Location identification entries:
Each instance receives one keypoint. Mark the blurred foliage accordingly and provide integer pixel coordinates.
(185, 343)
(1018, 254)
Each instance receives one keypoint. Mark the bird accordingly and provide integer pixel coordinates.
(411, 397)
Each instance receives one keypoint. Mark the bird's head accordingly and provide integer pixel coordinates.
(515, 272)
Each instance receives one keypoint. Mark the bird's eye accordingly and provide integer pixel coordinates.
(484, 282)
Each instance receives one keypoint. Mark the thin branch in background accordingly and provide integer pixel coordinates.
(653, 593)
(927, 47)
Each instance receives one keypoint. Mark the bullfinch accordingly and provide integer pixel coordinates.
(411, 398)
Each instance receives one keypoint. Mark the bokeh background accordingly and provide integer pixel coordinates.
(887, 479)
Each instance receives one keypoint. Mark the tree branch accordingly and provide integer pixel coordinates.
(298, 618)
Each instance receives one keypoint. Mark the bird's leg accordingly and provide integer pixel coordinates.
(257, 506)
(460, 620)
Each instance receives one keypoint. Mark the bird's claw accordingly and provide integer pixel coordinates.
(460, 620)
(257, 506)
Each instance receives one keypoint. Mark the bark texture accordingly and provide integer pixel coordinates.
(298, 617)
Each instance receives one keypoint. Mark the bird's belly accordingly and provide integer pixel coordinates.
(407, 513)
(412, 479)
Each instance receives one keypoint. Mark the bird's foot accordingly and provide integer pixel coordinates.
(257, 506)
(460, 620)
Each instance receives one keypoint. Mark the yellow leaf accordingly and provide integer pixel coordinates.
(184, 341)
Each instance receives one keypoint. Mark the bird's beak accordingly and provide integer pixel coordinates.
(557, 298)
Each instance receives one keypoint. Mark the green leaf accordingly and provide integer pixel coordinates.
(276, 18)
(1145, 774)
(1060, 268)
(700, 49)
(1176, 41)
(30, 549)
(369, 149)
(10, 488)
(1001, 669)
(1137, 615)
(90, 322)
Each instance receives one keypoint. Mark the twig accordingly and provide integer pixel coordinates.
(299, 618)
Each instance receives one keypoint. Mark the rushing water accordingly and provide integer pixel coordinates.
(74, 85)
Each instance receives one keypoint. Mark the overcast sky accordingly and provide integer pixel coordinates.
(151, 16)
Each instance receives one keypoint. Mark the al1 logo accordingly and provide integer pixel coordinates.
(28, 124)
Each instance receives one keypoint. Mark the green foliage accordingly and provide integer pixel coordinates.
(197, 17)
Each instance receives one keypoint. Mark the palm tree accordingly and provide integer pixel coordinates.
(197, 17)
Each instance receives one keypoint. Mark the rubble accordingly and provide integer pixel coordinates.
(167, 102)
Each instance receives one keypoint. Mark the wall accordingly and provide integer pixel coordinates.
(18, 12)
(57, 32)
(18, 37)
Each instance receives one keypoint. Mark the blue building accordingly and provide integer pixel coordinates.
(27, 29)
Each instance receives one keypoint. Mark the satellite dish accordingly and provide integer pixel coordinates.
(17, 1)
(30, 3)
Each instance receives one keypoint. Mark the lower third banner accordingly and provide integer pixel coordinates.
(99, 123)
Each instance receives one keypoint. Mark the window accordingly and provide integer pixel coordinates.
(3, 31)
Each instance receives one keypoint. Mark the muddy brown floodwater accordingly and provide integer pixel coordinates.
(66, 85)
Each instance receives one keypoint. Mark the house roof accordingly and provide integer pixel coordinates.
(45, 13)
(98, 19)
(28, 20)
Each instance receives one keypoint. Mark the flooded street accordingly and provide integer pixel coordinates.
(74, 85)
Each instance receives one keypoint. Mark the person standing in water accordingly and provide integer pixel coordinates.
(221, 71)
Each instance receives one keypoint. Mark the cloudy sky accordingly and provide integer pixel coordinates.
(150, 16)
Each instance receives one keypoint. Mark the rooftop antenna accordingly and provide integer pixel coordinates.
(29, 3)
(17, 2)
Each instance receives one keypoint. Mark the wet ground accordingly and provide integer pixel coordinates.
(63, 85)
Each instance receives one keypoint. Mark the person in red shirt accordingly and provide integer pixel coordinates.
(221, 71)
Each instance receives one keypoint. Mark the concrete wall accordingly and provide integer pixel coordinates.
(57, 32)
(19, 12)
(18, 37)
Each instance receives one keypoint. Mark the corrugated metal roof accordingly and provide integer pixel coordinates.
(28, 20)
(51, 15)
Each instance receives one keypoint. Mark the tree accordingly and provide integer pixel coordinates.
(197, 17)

* _INSTRUCTIONS FOR THE TASK_: Take the line holding "Each instance receives one keypoint. Mark the muddy" and all lines after it through the end of the data, and set them down exactly.

* _EXERCISE SOLUTION_:
Each instance receives one keypoint. Mark the muddy brown floodwater accordingly and provide integer pixel coordinates.
(66, 85)
Each instance receives one keypoint. Mark the house roof accordingly and provide integer pixel coordinates.
(45, 13)
(98, 19)
(28, 20)
Each instance receives one keypoint. Mark the flooded street accordingly and provide integer pixel coordinates.
(74, 85)
Each instance receives one keypoint. Mark the person standing in water accordingly and provide integer pixel coordinates.
(221, 71)
Each instance receives one keypoint. Mark the cloudy sky accordingly and provide integer pixel coordinates.
(150, 16)
Each instance receives one keypoint. Mark the rooftop antenna accordingly and provide integer pixel coordinates.
(29, 3)
(17, 2)
Each instance receives one keypoint. Mark the wet ground accordingly and provide integer pixel coordinates.
(63, 85)
Each instance receives one keypoint. Mark the person in red shirt accordingly and provide integer pixel coordinates.
(221, 71)
Each instance receives one keypoint. Mark the concrete wall accordingly and provide integer pixel coordinates.
(57, 32)
(19, 12)
(18, 37)
Each instance receives one keypoint. Mark the corrugated metal roof accordingly and provide integer pixel coordinates.
(28, 20)
(51, 15)
Each instance receives one keypoint. Mark the tree accordingly and provide integer pixel coordinates.
(197, 17)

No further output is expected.